DIRECTIVE
According to the sample-size text, why does Column 3 require a much smaller second group than Column 2? Reply in one to three sentences.

EXTRACT
'''

Note. Setting $α = .05$; $1 − β = .8$; $Δ = 5$; $w = 10$; $σ 1 = 10$.

In Table 5, we considered unequal variances/unit costs and demonstrate four configurations. Take Column 1 as a reference, where variances and unit costs are both equal. It can be seen from Column 2 that approximately half the sample size is needed for the second group because the variance in that group is reduced. In other words, the allocation k is 0.5. Then, take Column 2 as a reference where unit costs are equal. As can be seen from Column 3, a much smaller sample size is required for the second group due to the higher unit cost in that group. In this situation, the allocation k is 0.25. Finally, Column 4 shows approximately equal group sizes because larger variance and higher cost are both taken into account. Note that although the allocation k is 1 in this situation, the resulting group sizes may not be equal because the algorithms in the apps seek optimization.

To carry out a computer simulation, we chose the optimal sample sizes (26, 20) in Case 6 $P ( W | V )$ from Table 5, given $Δ$ = 5, w = 10 and ran 10,000-replicated simulations. The results show that the average mean difference is 5.0049 (SD = 2.2633) and the coverage rate is 0.9503, indicating good coverage. The average width for which CIs cover the true mean difference is 9.1116, while the average width for which CIs do not cover the true mean difference is 8.5862. Accordingly, the empirical probabilities of the nine cases are 1. $P ( R )$ = .5787, 2. $P ( W )$ = .8100, 3. $P ( W ∩ R )$ = .4951, 4. $P ( W ∩ V )$ = .7637, 5. $P ( W ∩ R ∩ V )$ = .4709, 6. $P ( W | V )$ = .8036, 7. $P ( W ∩ R | V )$ = .4955, 8. $P ( W | R )$ = .8555, and 9. $P ( W ∩ V | R )$ = .8137. As expected, the resulting probability of Case 6 is very close to the nominal level of .8, and Cases 1, 3, 4, 5, and 7 cannot achieve the nominal level due to the given sample size (26, 20) being insufficient (see Column 4 of Table 5).

'''

[Records of labeled points]
'''

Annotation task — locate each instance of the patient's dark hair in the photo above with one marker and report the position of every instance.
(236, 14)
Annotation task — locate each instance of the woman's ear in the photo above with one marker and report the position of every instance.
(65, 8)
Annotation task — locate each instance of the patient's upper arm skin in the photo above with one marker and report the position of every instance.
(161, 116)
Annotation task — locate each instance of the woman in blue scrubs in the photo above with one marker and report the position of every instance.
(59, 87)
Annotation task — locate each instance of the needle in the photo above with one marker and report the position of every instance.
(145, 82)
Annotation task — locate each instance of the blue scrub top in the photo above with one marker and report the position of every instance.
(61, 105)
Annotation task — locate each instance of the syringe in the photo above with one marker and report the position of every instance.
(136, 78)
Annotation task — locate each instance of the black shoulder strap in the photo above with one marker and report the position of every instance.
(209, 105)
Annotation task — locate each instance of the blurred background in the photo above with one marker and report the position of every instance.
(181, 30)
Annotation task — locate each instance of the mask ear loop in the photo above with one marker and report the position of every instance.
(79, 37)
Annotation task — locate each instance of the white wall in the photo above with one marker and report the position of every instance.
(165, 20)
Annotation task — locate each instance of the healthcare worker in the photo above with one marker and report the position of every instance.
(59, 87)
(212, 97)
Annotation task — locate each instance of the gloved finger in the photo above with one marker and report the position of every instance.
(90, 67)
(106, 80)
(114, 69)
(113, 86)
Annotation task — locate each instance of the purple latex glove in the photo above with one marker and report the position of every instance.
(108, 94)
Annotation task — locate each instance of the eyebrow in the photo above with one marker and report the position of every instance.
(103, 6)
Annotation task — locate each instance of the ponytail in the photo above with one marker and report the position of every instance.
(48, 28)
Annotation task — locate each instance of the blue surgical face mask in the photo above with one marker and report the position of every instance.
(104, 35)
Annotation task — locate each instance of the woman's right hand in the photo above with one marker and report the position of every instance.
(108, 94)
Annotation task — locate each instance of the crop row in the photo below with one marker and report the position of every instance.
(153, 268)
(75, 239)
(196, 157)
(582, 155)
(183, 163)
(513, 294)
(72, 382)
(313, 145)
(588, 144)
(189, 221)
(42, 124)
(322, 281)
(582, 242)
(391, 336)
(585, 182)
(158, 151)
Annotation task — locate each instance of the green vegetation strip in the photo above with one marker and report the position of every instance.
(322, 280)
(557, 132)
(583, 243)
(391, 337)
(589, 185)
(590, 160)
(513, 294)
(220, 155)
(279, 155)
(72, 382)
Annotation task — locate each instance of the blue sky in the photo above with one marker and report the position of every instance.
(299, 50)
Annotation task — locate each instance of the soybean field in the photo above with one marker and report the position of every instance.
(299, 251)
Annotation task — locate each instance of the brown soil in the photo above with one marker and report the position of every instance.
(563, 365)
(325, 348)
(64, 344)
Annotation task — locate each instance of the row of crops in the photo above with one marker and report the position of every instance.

'''

RESULT OF THIS TASK
Column 3 requires a much smaller sample size for the second group because the unit cost in that group is higher. The allocation k there is 0.25.